_EXCERPT PROVIDED_:
# # # #

I don't remember this in the version I saw?

dive inside water and you will know (dog latin), Thursday, 11 December 2014 12:58 (nine years ago) link

oh, the lines going across the screen - yeah that was a bit much!

dive inside water and you will know (dog latin), Thursday, 11 December 2014 12:58 (nine years ago) link

https://www.youtube.com/watch?v=Z4n3dbPqk58

bizarro gazzara, Thursday, 11 December 2014 12:59 (nine years ago) link

amazing how effective the sound is there - just the low ambient hum of the discovery and then a series of beeps.

bizarro gazzara, Thursday, 11 December 2014 13:01 (nine years ago) link

that last weird scraggly curve on CENTRAL NERV. SYSTEM rllllly freaked kid me out too

difficult listening hour, Thursday, 11 December 2014 13:04 (nine years ago) link

Stalker does actually have a "Part 2"brittle card though.

Stalker is about as long as a typical cgi blockbuster these days and 2001 ia only 2 hours long.

Nancy Whank (jed_), Thursday, 11 December 2014 13:05 (nine years ago) link

Er... title card.

Nancy Whank (jed_), Thursday, 11 December 2014 13:05 (nine years ago) link

Sorry about the typos. I'm blaming ios8.

Nancy Whank (jed_), Thursday, 11 December 2014 13:06 (nine years ago) link

xpost

The close-ups of the flashing 'Computer Malfunction', 'Life Function Critical', 'Life Functions Terminated' signs during that sequence really gave off a heavy J-L Godard vibe (text+primary colours)

sʌxihɔːl (Ward Fowler), Thursday, 11 December 2014 13:07 (nine years ago) link

Stalker is about as long as a typical cgi blockbuster these days and 2001 ia only 2 hours long.

def support intermissions for marvel movies.

difficult listening hour, Thursday, 11 December 2014 13:07 (nine years ago) link

the stillness of the shots of the crew and HAL kinda give me a la jetée vibe too

bizarro gazzara, Thursday, 11 December 2014 13:10 (nine years ago) link

Lost footage? I remember futuristic cars in the movie in front of sleeping Heywood, definitely don't remember any lovemaking.

# # # #

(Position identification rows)
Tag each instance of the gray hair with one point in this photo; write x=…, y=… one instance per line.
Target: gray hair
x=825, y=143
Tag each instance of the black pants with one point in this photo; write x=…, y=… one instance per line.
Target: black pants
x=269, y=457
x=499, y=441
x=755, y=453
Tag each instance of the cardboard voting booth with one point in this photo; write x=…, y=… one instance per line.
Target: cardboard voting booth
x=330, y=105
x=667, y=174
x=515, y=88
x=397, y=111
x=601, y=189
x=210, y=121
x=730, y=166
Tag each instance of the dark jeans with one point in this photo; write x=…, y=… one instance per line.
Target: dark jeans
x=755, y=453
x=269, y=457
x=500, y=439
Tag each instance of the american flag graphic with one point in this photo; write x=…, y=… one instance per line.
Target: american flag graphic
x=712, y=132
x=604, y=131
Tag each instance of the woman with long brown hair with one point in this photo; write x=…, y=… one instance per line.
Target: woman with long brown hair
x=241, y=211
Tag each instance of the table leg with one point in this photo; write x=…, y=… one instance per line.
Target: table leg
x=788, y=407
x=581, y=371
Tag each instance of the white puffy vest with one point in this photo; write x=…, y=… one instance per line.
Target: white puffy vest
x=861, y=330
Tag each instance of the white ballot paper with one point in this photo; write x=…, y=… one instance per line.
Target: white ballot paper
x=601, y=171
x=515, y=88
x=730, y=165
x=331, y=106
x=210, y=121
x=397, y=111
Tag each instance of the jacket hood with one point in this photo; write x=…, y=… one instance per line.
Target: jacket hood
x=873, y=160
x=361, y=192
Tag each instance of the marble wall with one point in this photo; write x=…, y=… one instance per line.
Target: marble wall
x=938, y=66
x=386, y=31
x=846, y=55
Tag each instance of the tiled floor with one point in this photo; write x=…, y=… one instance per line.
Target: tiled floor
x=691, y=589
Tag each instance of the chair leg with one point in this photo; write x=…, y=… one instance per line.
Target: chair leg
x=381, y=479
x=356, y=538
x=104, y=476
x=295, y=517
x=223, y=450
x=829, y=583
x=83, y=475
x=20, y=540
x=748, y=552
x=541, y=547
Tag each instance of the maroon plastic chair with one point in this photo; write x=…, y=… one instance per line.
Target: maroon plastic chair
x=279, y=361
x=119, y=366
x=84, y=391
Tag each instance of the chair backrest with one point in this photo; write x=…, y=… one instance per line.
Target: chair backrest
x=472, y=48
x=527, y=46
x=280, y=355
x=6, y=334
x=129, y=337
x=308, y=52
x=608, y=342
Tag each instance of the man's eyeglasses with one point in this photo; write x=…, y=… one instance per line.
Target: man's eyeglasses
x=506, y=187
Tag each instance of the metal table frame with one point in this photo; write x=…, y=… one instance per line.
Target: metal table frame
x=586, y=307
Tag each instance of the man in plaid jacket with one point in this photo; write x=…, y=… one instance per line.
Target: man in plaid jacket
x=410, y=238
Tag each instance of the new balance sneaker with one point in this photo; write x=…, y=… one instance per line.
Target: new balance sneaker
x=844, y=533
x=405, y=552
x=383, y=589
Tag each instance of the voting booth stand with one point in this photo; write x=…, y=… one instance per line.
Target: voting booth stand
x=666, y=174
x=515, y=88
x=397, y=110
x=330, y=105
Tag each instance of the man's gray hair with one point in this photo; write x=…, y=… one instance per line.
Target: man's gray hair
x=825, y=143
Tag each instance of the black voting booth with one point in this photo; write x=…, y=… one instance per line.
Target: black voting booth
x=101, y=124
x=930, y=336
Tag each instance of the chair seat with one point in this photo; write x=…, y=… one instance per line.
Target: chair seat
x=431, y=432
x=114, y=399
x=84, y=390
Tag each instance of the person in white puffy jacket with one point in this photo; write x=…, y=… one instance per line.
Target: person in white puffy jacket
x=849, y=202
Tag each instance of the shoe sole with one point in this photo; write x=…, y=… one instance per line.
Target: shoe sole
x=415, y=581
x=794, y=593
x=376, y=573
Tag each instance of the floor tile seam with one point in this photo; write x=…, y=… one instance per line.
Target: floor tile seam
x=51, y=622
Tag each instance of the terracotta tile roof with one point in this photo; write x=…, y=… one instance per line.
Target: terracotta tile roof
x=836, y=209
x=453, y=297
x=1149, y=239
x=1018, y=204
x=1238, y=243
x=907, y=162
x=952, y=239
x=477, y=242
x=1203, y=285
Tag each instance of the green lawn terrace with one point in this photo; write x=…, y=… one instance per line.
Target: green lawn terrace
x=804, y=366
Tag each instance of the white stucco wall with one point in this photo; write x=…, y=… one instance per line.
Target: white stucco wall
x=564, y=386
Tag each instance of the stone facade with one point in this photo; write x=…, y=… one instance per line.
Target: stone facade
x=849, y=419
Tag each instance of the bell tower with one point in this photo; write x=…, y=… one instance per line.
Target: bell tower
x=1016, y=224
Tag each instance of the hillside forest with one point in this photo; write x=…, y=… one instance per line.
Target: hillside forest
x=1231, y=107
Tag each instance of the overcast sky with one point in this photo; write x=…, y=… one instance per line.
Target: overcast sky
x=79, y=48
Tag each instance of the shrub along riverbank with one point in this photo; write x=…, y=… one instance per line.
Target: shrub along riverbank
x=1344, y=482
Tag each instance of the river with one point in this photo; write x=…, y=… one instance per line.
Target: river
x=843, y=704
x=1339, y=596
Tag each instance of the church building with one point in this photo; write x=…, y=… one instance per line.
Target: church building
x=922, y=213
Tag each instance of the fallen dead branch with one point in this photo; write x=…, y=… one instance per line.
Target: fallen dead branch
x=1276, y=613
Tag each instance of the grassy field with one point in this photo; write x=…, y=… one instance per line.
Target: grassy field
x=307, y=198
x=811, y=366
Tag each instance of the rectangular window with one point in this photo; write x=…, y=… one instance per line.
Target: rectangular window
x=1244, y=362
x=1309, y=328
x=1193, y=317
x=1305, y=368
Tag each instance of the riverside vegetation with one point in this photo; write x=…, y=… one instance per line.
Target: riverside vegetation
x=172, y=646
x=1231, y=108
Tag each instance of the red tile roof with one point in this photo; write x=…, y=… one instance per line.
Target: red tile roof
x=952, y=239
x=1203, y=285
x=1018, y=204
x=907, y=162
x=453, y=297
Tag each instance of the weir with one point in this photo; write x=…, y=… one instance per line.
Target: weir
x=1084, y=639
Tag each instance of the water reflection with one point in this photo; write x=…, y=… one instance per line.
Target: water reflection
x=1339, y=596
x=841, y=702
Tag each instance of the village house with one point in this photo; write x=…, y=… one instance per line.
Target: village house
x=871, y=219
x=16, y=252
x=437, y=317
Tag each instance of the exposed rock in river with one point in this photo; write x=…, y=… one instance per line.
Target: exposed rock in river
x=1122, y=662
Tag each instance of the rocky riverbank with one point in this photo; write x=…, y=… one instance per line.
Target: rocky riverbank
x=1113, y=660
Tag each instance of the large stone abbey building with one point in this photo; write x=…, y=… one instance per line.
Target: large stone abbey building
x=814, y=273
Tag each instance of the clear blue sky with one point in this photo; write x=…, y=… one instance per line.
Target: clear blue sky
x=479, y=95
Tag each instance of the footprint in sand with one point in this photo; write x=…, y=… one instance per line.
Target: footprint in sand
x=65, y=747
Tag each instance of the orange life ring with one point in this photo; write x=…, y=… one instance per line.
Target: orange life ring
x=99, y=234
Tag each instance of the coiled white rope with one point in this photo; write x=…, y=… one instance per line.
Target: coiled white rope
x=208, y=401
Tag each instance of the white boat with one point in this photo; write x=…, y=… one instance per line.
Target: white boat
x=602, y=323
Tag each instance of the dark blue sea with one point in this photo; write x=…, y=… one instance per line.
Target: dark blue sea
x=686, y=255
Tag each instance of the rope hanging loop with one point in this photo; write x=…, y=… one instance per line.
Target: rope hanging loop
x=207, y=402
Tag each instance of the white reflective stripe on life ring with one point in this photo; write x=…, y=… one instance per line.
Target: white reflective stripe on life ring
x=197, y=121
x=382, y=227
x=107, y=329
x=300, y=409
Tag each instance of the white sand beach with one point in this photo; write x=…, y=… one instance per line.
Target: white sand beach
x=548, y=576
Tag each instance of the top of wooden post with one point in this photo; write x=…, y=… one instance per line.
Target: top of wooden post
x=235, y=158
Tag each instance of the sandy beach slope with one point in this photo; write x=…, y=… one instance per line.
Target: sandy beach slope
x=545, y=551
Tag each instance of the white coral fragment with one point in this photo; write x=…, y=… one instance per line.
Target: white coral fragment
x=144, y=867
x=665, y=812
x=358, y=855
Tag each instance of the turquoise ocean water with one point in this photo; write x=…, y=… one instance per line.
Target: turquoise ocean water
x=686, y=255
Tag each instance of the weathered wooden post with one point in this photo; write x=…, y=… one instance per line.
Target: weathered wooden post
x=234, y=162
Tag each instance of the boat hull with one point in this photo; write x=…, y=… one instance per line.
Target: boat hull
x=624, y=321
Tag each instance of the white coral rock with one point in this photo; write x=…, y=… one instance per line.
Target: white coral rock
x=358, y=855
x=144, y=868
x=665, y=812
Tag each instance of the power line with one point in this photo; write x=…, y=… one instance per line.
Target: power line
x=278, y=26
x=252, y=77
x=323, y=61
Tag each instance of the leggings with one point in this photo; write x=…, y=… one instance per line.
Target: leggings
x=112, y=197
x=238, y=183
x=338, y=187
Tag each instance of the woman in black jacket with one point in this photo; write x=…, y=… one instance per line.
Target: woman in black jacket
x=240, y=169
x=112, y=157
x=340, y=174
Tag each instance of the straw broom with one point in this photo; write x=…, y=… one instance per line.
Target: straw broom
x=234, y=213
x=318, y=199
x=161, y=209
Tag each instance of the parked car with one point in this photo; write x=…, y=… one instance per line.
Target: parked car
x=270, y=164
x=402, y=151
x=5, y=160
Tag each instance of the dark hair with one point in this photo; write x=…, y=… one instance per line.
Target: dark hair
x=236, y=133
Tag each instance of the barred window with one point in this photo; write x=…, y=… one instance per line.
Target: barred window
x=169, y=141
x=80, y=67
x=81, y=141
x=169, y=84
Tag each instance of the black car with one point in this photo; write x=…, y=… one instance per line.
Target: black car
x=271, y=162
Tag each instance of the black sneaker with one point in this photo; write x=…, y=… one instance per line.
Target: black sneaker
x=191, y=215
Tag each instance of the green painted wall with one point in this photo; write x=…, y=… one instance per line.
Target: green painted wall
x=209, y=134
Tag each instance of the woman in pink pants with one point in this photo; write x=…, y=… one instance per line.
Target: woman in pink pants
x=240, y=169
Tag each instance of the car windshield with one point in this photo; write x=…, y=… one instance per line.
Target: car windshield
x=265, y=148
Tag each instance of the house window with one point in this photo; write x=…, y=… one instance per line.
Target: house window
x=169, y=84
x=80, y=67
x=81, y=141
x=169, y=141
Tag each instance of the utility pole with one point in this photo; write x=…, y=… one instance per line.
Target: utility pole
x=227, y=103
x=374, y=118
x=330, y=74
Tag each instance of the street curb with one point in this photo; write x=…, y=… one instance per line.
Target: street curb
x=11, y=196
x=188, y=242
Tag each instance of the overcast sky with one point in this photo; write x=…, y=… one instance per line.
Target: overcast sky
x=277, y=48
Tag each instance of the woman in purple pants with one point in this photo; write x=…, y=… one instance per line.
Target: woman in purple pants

# # # #

_GOALS_:
1. Copy out the rows exactly, starting at the line that contains "Tag each instance of the street" and ending at the final row, with both of those lines included.
2. Continue the forum discussion of 2001 from the point where it stops.

_ANSWERS PER TASK_:
1.
Tag each instance of the street curb with one point in this photo; write x=…, y=… one instance per line.
Target: street curb
x=11, y=196
x=188, y=242
Tag each instance of the overcast sky with one point in this photo; write x=…, y=… one instance per line.
Target: overcast sky
x=277, y=48
Tag each instance of the woman in purple pants with one point in this photo; write x=…, y=… one instance per line.
Target: woman in purple pants

2.
The movie being shown on the TV set in front of the sleeping passenger was a little more complicated. Kubrick wanted shots of a futuristic car, and close-ups of a love scene taking place inside. A crew was dispatched to Detroit to shoot a sleek car of the future which was provided by, I believe, the Ford Motor Company. The exteriors were shot in 35mm, but the interiors were shot without seats or passengers, as four-by-five Ektachrome transparencies. Using these as background plates for a normal rear-projection set-up, on actor and actress were seated in dummy seats and Kubrick directed the love scene. Shot on 35mm, this was cut together with the previous exterior shots, and projected onto the TV screen using a first-surface mirror.

ledge, Thursday, 11 December 2014 15:32 (nine years ago) link

ok my dirty mind substituted "lovemaking" for "love scene". still, you get two shots of talking heads, not even a smooch.

ledge, Thursday, 11 December 2014 15:40 (nine years ago) link

one month passes...

Anyone watched that yet?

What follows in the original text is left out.